**What to work on**: Copy every line of the records below that contains the string "camera".

**Pointing data excerpts**:
────────────────────
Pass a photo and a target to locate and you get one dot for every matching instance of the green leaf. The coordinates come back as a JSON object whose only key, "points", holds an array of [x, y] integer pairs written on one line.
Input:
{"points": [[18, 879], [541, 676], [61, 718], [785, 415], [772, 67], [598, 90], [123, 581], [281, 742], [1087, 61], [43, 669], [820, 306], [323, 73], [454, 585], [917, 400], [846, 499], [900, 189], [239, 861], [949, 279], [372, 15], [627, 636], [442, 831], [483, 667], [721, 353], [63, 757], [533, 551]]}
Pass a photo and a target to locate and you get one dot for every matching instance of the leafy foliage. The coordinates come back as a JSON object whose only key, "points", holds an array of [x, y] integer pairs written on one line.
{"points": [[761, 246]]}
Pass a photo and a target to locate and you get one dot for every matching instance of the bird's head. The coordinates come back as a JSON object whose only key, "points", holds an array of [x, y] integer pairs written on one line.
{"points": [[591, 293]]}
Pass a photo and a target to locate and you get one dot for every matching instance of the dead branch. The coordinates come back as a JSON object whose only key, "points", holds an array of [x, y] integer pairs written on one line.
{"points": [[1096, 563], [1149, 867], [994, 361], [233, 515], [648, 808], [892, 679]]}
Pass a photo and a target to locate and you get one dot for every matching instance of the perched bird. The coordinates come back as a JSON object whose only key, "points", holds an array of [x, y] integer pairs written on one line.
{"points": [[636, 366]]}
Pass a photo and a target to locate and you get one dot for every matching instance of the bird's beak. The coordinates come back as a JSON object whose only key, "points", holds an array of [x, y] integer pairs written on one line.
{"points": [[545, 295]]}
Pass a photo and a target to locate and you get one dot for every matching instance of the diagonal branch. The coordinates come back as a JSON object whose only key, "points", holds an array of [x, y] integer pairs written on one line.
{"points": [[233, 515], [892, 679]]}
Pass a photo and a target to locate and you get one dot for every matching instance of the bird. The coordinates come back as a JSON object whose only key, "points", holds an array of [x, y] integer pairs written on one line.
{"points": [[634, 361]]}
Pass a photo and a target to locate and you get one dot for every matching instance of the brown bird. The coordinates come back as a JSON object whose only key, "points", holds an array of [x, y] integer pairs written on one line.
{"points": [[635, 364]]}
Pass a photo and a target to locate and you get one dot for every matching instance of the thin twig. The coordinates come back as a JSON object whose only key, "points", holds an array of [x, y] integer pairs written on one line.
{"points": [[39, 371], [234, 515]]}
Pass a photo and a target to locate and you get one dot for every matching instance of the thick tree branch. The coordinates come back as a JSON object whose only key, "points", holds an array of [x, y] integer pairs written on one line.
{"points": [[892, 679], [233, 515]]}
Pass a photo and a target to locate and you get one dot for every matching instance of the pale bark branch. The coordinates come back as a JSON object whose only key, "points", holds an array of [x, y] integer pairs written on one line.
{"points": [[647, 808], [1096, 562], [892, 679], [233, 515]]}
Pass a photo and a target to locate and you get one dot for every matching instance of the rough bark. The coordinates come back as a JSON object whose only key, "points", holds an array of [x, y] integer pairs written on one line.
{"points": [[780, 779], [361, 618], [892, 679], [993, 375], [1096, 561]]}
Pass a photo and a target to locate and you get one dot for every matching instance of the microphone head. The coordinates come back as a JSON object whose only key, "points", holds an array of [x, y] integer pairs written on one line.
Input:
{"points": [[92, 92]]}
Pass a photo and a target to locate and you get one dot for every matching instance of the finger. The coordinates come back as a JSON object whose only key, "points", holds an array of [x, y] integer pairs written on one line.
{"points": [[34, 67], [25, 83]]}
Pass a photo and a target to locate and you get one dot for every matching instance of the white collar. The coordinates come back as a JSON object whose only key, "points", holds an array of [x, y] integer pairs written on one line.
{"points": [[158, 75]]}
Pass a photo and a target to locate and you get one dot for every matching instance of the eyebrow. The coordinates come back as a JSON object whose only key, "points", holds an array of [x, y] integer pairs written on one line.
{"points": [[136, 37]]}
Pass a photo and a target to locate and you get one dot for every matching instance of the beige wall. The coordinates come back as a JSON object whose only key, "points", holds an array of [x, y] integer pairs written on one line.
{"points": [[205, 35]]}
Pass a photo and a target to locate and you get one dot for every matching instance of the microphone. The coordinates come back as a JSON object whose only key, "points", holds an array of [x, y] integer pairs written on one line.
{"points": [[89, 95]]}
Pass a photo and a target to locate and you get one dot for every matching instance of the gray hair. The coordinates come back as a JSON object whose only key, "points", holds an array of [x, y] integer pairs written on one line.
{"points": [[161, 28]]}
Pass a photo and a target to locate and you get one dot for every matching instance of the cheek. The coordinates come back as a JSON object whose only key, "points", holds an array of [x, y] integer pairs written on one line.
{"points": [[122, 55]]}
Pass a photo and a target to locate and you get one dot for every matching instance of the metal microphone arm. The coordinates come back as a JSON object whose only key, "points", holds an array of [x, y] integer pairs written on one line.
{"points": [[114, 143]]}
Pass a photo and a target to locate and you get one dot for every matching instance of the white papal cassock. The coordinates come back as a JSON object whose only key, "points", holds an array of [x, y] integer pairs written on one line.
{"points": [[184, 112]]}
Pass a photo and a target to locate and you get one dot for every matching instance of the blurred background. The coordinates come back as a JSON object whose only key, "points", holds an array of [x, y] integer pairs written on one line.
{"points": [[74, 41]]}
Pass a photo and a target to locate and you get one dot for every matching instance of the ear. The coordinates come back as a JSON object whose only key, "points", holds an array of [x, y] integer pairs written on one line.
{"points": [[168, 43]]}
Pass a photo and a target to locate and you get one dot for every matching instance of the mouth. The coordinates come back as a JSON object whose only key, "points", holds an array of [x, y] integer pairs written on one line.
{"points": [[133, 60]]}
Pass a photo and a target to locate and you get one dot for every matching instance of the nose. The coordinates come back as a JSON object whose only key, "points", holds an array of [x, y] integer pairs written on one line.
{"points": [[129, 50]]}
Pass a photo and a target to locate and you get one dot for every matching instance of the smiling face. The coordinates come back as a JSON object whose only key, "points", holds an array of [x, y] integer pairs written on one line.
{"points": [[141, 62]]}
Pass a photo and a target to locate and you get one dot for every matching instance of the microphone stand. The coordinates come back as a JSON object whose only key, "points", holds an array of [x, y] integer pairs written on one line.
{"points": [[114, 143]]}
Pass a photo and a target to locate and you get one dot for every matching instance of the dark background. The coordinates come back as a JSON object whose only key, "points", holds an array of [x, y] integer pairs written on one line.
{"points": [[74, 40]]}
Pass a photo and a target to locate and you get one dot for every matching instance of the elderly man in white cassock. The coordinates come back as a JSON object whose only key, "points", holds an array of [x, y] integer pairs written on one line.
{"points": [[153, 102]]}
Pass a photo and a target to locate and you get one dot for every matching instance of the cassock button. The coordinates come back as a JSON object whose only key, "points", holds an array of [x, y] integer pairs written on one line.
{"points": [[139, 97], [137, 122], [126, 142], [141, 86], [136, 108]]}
────────────────────
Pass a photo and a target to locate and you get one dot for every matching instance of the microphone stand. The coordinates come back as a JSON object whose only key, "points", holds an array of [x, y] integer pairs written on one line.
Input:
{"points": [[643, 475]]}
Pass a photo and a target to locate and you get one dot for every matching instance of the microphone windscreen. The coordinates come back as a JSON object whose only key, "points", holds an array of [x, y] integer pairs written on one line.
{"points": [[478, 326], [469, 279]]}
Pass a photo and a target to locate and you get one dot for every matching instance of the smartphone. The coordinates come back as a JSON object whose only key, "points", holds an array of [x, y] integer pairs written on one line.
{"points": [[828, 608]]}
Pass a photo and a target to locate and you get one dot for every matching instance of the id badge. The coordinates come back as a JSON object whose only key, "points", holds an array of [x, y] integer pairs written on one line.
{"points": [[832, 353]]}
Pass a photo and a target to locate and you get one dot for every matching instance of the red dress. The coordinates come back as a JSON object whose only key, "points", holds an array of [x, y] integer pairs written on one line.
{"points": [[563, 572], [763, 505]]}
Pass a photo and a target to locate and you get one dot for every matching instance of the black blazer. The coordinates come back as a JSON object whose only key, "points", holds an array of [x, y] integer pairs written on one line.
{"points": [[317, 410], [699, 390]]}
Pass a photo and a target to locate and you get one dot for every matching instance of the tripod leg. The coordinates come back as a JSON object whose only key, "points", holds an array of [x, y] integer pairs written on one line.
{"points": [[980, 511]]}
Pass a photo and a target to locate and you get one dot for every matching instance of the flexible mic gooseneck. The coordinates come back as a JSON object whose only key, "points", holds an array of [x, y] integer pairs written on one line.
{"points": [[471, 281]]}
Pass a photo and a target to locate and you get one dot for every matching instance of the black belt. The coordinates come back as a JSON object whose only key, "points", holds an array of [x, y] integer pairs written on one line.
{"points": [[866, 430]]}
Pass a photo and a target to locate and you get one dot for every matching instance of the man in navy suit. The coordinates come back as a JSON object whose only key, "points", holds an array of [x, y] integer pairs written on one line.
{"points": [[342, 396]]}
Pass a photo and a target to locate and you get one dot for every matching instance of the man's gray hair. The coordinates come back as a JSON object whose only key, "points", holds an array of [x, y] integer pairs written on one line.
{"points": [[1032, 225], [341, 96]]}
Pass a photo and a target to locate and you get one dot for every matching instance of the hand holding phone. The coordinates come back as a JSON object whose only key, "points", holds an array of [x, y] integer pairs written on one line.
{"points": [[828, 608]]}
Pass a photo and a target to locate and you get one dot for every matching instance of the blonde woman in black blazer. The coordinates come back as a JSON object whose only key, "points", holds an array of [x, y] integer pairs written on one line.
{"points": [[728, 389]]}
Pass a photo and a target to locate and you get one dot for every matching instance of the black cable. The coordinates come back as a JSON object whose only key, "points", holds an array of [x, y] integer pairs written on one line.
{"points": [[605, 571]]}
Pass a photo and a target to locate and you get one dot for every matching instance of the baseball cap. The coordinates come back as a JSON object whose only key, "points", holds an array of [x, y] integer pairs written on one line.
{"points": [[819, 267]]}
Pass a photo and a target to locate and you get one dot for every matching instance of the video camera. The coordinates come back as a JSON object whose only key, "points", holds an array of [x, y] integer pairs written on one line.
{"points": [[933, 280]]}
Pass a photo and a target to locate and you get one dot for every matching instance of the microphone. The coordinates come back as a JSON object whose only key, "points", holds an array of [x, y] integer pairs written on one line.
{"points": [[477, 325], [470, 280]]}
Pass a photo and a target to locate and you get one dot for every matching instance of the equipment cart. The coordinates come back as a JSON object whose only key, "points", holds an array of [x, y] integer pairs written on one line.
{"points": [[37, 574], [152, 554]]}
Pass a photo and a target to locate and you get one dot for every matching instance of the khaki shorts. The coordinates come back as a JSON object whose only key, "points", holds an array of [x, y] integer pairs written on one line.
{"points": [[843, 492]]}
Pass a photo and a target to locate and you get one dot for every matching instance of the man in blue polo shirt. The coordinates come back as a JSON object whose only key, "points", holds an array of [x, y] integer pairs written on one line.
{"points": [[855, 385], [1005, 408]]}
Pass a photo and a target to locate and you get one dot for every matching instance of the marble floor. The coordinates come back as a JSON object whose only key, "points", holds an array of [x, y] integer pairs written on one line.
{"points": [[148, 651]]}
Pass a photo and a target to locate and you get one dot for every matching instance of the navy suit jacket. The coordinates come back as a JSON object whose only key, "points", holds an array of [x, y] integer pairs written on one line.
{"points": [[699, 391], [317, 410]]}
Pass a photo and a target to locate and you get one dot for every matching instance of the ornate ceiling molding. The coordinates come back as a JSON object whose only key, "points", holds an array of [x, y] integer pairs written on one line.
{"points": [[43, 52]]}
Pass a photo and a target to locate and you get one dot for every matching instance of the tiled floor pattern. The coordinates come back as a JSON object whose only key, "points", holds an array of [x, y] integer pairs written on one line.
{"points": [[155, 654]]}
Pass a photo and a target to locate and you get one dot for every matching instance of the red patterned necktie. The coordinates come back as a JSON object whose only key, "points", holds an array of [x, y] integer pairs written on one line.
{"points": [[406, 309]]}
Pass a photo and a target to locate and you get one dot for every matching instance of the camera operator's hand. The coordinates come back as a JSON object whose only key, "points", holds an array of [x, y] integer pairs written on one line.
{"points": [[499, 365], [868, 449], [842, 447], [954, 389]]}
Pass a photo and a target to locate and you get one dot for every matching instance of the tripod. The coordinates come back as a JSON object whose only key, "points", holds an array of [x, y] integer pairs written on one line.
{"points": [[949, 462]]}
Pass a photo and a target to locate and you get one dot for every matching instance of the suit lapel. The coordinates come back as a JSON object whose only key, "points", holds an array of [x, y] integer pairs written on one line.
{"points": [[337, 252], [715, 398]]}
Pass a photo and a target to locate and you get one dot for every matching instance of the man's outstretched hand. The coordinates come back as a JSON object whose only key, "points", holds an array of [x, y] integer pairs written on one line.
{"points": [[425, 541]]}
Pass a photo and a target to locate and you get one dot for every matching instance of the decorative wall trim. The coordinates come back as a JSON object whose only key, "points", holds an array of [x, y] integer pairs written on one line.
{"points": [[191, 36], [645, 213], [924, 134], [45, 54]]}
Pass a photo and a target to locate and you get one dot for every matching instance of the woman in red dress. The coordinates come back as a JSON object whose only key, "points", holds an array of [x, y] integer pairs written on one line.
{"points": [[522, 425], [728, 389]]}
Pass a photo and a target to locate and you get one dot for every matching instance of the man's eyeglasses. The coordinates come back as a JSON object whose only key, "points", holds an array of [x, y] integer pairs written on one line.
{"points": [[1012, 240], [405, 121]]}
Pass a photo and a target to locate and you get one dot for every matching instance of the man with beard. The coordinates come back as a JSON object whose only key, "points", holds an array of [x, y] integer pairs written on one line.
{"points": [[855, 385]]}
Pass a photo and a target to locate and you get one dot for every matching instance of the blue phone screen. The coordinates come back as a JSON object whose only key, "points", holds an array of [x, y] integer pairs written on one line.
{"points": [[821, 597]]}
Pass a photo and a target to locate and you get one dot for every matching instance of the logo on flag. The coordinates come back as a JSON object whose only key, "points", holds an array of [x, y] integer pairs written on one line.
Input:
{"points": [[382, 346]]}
────────────────────
**Task answer**:
Pass a photo and a target to locate and you get one dot for every matching instance of the video camera. The coordinates come back as a JSON object whose only key, "points", holds an array of [x, y] integer pairs written on one line.
Pass a photo and a target to locate and you get one dot for every matching instance of the camera operator's hand. The coordinates come back as a JSON object whose only key, "points", holds an array of [x, y] integer pairs written on one line.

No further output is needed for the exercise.